— Materials provided —
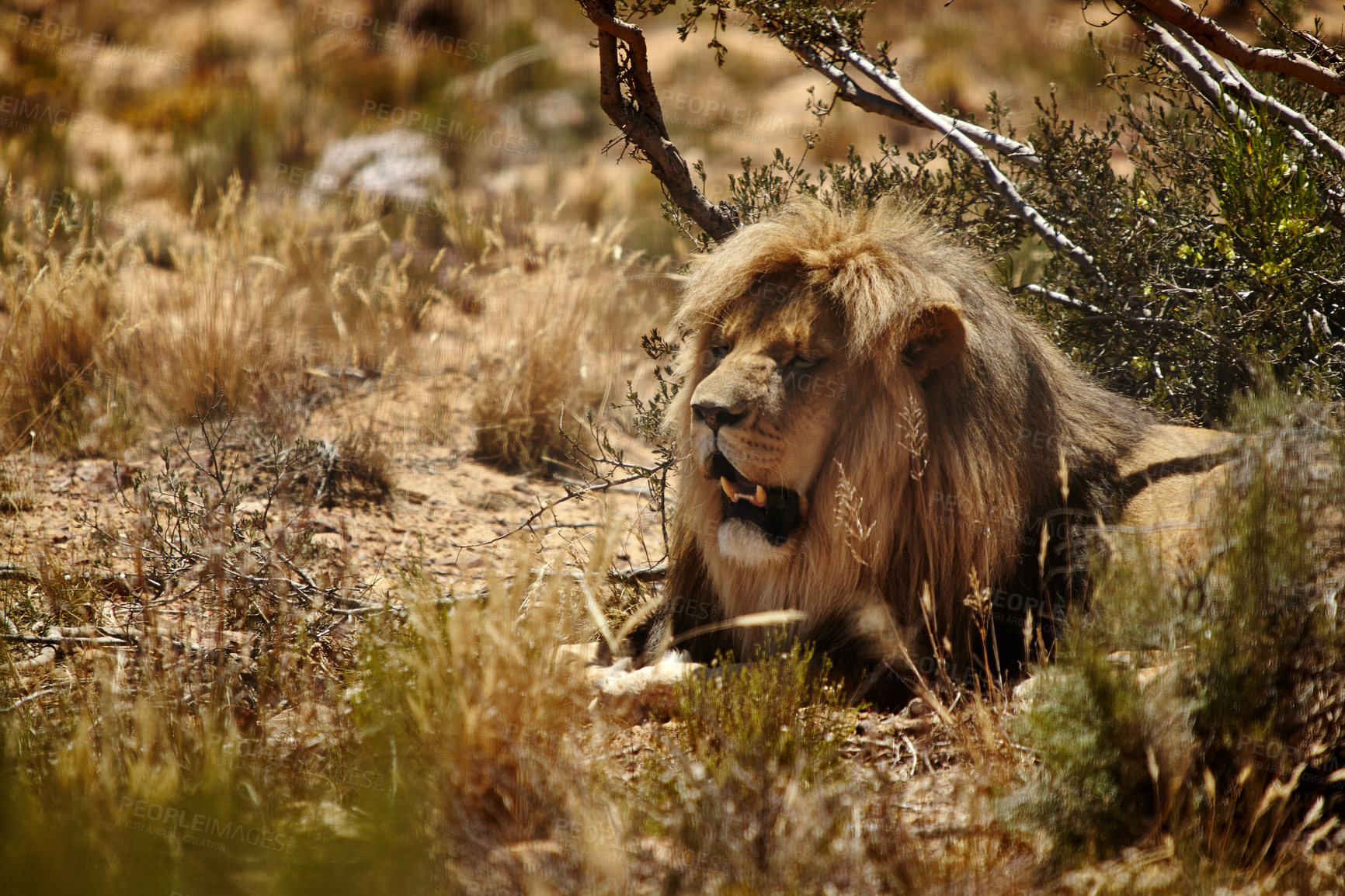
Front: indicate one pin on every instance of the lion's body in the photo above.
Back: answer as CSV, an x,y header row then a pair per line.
x,y
864,418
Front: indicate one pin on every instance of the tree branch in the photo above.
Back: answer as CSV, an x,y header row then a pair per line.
x,y
904,106
638,113
959,137
1297,123
1212,36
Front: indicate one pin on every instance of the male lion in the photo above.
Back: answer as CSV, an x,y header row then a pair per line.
x,y
867,422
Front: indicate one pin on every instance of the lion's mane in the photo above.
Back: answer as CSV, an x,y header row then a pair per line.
x,y
957,473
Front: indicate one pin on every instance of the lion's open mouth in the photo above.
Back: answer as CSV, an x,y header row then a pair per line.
x,y
773,509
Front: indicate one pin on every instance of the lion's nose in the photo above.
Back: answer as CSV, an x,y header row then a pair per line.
x,y
716,416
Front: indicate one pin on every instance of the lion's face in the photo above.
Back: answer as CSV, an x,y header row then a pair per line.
x,y
768,394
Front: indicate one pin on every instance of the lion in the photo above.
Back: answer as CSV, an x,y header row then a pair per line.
x,y
869,433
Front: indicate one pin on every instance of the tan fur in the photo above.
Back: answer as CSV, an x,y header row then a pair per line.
x,y
939,411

— Problem to work on —
Output every line of the records above as a JSON array of strings, one string per line, with blank lines and the pictures omitted.

— Task response —
[
  "Front: indicate one pin on every instance of the lion's body in the photo above.",
  "Back: answer as CSV, an x,y header row then a pair per line.",
  "x,y",
  "864,418",
  "Front: indicate one pin on every instance of the tree branch in the photo above.",
  "Back: answer as CSV, an x,y header row then a pair per line.",
  "x,y",
  "904,106",
  "638,113",
  "959,137",
  "1297,123",
  "1212,36",
  "Front: indicate one pin on every instance of the male lion in the photo above.",
  "Back: answer as CSV, an x,y header row then a pair per line.",
  "x,y",
  "867,422",
  "Front: indicate one pin on every instance of the lion's mane in the photo above.",
  "Back: answer as CSV, an x,y header row then a pair per line.",
  "x,y",
  "957,473",
  "Front: indicate one pin on every instance of the lion's open mouth in the photo above.",
  "Back: answer as CSV, an x,y header row then a pair per line.",
  "x,y",
  "773,509",
  "Front: indicate one pin on every instance of the lion's nose in the photo above.",
  "Back: answer as CSV, an x,y header row then a pair per line.",
  "x,y",
  "716,416",
  "Front: indicate one pin on every instance of the lion's face in the photo above.",
  "Back: answer as CSV, an x,y header row then a pair per line.",
  "x,y",
  "768,394",
  "Front: indicate one pin on every instance of the lion in the photo above.",
  "Back: answer as CSV, an x,y header row then a pair per line.",
  "x,y",
  "869,433",
  "Front: indicate one pin on every instance of the tan fur in the photo above.",
  "Back: answer as CSV, an x,y header row then a pair per line.",
  "x,y",
  "939,411"
]